§ GIVEN PASSAGE
One in 5 patients identified as at risk for advanced chronic liver disease had advanced fibrosis and PCP was prompted to refer to hepatology.
More than 1 in 5 adults in a large primary care cohort screened by a novel cloud-based technology for the risk of advanced chronic liver disease (ACLD) were found to have advanced fibrosis or cirrhosis, requiring referral to a specialist for ongoing care. Moreover, the technology, called “The Liver Toolkit” was better at detecting patients who required assessment in secondary care than general practitioners referring to the specialty team.
The findings were presented during an oral abstract session on advanced liver disease diagnostics and therapeutics at The Liver Meeting 2023, the annual scientific conference of the American Association for the Study of Liver Disease, November 10-14, 2023, in Boston, MA.
Described by study authors as “a cloud-based software solution,” the Liver Toolkit is designed to access primary care practice software and to extract data, including clinical history and pathology results, that can be used to characterize risk for ACLD. (See Figure below)
For the current study, data were culled to calculate aspartate aminotransferase to platelet ratio (APRI) and fibrosis 4 (FIB) scores for more than 32 000 adults across 9 general practices. Patients were excluded if they already had a diagnosis of cirrhosis. Patients who had elevated scores (APRI ≥ 1.0 and FIB-4 ≥ 3.25) or other risk factors for liver disease were recalled for additional assessment, including transient elastography (TE).
The Liver Toolkit identified 703 patients (2.2%) at high risk of ACLD. Of those, 179 (26%) were recalled for further assessment and 23 (13%) were identified as having advanced fibrosis or cirrhosis (liver stiffness measure ≥ 10.0 kPa; 10% indeterminate results, 25% early fibrosis, 52% normal).
Importantly, in nearly all cases, the diagnosis of liver disease was new, according to the study abstract. The most common etiology identified (83%) was non-alcoholic fatty liver disease [metabolic dysfunction-associated liver disease]. When toolkit accuracy for detection was compared with that of a general practitioner, the former outperformed the latter (22.9% vs 3.6%; P = .021).
Values for APRI (≥1.0) and FIB-4 (≥ 3.25) used by the toolkit software had a positive predictive value for detecting advanced fibrosis or cirrhosis of 20% and 24% respectively, study authors reported. They also noted that patients who did not return when recalled for additional assessment had markers of more severe disease with a higher median APRI score (0.46 vs 0.57, P =.041).
This novel information technology system successfully screened a large primary care cohort using existing pathology results to identity patients at increased risk of advanced chronic liver disease. More than one in five patients recalled were found to have liver disease needing ongoing specialist follow up.

§ SOURCE INFORMATION
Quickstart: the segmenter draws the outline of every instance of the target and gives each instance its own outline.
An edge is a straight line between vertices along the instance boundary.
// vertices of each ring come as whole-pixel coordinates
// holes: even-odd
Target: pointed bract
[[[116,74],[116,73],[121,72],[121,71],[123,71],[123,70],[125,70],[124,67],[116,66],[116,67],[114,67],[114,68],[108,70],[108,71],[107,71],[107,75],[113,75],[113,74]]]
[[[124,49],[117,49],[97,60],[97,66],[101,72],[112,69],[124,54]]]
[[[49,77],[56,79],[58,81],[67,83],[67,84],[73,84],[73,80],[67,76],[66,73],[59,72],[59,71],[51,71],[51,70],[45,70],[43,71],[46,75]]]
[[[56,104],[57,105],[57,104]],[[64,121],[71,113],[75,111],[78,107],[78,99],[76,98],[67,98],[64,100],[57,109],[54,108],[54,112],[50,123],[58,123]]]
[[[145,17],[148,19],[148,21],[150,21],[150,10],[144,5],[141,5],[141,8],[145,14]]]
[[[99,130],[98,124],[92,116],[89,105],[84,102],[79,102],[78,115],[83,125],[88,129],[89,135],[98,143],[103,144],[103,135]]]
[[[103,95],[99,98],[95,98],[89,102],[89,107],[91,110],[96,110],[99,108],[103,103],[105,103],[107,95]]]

§ GOAL OF THE EXERCISE
Reproduce word for word the stretch of the Liver Toolkit article above from "This novel information" through "specialist follow up.".

§ ANSWER SECTION
This novel information technology system successfully screened a large primary care cohort using existing pathology results to identity patients at increased risk of advanced chronic liver disease. More than one in five patients recalled were found to have liver disease needing ongoing specialist follow up.